## Excerpts of pointing data
= = = = = = =

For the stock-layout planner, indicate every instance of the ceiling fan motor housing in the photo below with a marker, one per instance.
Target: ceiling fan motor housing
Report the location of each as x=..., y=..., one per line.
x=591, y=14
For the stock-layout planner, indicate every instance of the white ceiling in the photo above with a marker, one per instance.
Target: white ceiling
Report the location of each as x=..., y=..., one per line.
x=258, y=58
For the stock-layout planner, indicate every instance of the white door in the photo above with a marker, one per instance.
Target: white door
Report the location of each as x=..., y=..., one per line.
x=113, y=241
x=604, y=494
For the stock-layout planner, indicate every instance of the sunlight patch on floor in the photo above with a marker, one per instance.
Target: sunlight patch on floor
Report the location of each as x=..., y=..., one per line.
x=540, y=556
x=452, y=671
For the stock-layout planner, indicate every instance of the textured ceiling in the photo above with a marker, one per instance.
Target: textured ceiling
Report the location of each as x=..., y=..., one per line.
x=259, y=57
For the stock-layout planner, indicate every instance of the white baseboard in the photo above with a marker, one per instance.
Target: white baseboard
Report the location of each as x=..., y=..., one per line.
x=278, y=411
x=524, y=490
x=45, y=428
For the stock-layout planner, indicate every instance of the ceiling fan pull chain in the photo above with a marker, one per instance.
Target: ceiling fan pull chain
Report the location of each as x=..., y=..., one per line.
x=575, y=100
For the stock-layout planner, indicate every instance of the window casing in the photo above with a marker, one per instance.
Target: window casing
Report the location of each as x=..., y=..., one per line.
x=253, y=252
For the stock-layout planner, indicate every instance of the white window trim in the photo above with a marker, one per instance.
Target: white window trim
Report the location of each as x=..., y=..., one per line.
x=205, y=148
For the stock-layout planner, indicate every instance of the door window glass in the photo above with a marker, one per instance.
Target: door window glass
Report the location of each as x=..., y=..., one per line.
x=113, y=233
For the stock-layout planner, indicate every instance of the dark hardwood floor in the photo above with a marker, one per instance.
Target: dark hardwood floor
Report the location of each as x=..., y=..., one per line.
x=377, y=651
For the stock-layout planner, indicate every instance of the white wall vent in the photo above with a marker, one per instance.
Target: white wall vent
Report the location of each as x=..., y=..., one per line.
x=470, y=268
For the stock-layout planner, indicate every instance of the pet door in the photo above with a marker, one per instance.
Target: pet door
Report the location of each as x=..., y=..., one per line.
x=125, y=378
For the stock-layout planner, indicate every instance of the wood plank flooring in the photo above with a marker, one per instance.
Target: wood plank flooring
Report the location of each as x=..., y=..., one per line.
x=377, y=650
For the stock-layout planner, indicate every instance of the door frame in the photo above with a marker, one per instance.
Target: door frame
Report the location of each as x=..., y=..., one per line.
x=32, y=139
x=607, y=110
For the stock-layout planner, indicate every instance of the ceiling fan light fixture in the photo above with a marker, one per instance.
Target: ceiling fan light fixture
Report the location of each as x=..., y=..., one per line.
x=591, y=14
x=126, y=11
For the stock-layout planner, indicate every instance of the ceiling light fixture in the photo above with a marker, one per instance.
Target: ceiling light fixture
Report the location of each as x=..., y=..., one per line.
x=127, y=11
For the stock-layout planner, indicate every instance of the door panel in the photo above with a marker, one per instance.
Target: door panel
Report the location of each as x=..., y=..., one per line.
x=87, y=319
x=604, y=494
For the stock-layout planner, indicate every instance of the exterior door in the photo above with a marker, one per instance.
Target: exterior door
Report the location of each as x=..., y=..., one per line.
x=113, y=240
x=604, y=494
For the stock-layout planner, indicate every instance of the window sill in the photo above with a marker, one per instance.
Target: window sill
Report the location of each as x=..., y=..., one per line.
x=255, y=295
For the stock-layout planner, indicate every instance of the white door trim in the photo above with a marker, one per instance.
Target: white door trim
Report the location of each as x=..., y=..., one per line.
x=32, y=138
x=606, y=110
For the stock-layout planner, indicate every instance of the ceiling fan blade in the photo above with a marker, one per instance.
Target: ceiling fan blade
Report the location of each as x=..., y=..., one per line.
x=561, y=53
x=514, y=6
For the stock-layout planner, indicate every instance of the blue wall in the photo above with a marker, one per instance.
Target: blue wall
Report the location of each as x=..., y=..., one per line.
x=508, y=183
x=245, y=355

= = = = = = =

## Task
Give the lines of the listing above as a JSON list of strings, one string per line, with blank lines left out.

## Response to the task
[
  "For the stock-layout planner, indicate every instance of the ceiling fan motor housing in the photo below with a marker, one per instance.",
  "Target: ceiling fan motor housing",
  "Report the location of each as x=..., y=..., one per line.",
  "x=591, y=14",
  "For the stock-layout planner, indicate every instance of the white ceiling in the photo above with a marker, one per instance.",
  "Target: white ceiling",
  "Report the location of each as x=..., y=..., one per line.",
  "x=258, y=58",
  "For the stock-layout planner, indicate every instance of the white door in the photo above with a marker, one per instance.",
  "Target: white door",
  "Report the location of each as x=..., y=..., one per line.",
  "x=113, y=241",
  "x=604, y=494",
  "For the stock-layout planner, indicate every instance of the sunlight patch on floor in the photo above with a marker, one per instance.",
  "Target: sunlight patch on floor",
  "Report the location of each as x=..., y=..., one per line.",
  "x=540, y=556",
  "x=452, y=671",
  "For the stock-layout planner, indicate every instance of the textured ceiling in the photo above with a marker, one per instance.",
  "Target: textured ceiling",
  "Report the location of each as x=..., y=..., one per line.",
  "x=259, y=57",
  "For the stock-layout planner, indicate every instance of the white baseboard in the photo above with a marker, one per instance.",
  "Target: white baseboard",
  "Report the location of each as x=..., y=..., one per line.",
  "x=278, y=411",
  "x=524, y=490",
  "x=45, y=428",
  "For the stock-layout planner, indicate every instance of the ceiling fan pull chain in the photo above with a marker, one per instance.",
  "Target: ceiling fan pull chain",
  "Report the location of each as x=..., y=..., one per line.",
  "x=575, y=100",
  "For the stock-layout planner, indicate every instance of the window casing in the photo above with a marker, one per instance.",
  "Target: window casing",
  "Report the location of each as x=..., y=..., one per line.",
  "x=253, y=252",
  "For the stock-layout planner, indicate every instance of the white window trim in the photo above with a marker, one per instance.",
  "Target: white window trim",
  "Report the location of each as x=..., y=..., one per line.",
  "x=205, y=148",
  "For the stock-layout planner, indicate every instance of the door window glass in the photo above with a marker, one per instance.",
  "Target: door window glass",
  "Report the location of each as x=..., y=..., one per line.",
  "x=113, y=233",
  "For the stock-layout planner, indicate every instance of the dark hardwood floor in the photo above with a marker, one per instance.",
  "Target: dark hardwood floor",
  "Report the location of each as x=..., y=..., one per line.",
  "x=377, y=651",
  "For the stock-layout planner, indicate every instance of the white wall vent in the photo above with a marker, one per instance.",
  "Target: white wall vent",
  "Report the location of each as x=..., y=..., one per line.",
  "x=470, y=268",
  "For the stock-layout planner, indicate every instance of the pet door in the photo above with a marker, one per instance.",
  "Target: pet door",
  "Report the location of each as x=..., y=..., one per line.",
  "x=125, y=378",
  "For the stock-layout planner, indicate every instance of the wood plank flooring in the photo above with a marker, one per instance.",
  "Target: wood plank flooring",
  "Report the location of each as x=..., y=..., one per line.",
  "x=377, y=650",
  "For the stock-layout planner, indicate every instance of the door frame in the photo above with a marker, one per instance.",
  "Target: door frame",
  "Report the location of each as x=..., y=..., one per line.",
  "x=32, y=139",
  "x=607, y=110",
  "For the stock-layout planner, indicate every instance of the ceiling fan light fixture in the photo above with a marker, one per instance.",
  "Target: ceiling fan light fixture",
  "Report the location of each as x=..., y=..., one per line.",
  "x=591, y=14",
  "x=126, y=11",
  "For the stock-layout planner, indicate every instance of the ceiling light fixture in the photo above with a marker, one per instance.",
  "Target: ceiling light fixture",
  "Report the location of each as x=..., y=..., one per line.",
  "x=127, y=11",
  "For the stock-layout planner, indicate every instance of the door panel in the photo above with a marker, one per instance.",
  "Target: door panel",
  "Report the location of each as x=..., y=..., one per line.",
  "x=87, y=319",
  "x=604, y=494",
  "For the stock-layout planner, indicate every instance of the exterior door in the photo above with a marker, one per instance.",
  "Target: exterior door",
  "Report the location of each as x=..., y=..., one per line.",
  "x=113, y=240",
  "x=604, y=494",
  "For the stock-layout planner, indicate every instance of the window sill in the photo above with a marker, one per instance.",
  "Target: window sill",
  "Report the location of each as x=..., y=..., one per line.",
  "x=255, y=295",
  "For the stock-layout planner, indicate every instance of the white door trim in the photo above with a marker, one per instance.",
  "Target: white door trim",
  "Report the location of each as x=..., y=..., one per line.",
  "x=32, y=138",
  "x=606, y=110",
  "For the stock-layout planner, indicate every instance of the ceiling fan blade in the photo above with a marker, one per instance.",
  "Target: ceiling fan blade",
  "Report the location of each as x=..., y=..., one per line.",
  "x=561, y=53",
  "x=514, y=6",
  "For the stock-layout planner, indicate every instance of the blue wall in the photo above with a marker, one per instance.",
  "Target: blue wall",
  "Report the location of each as x=..., y=..., one per line.",
  "x=508, y=183",
  "x=245, y=355"
]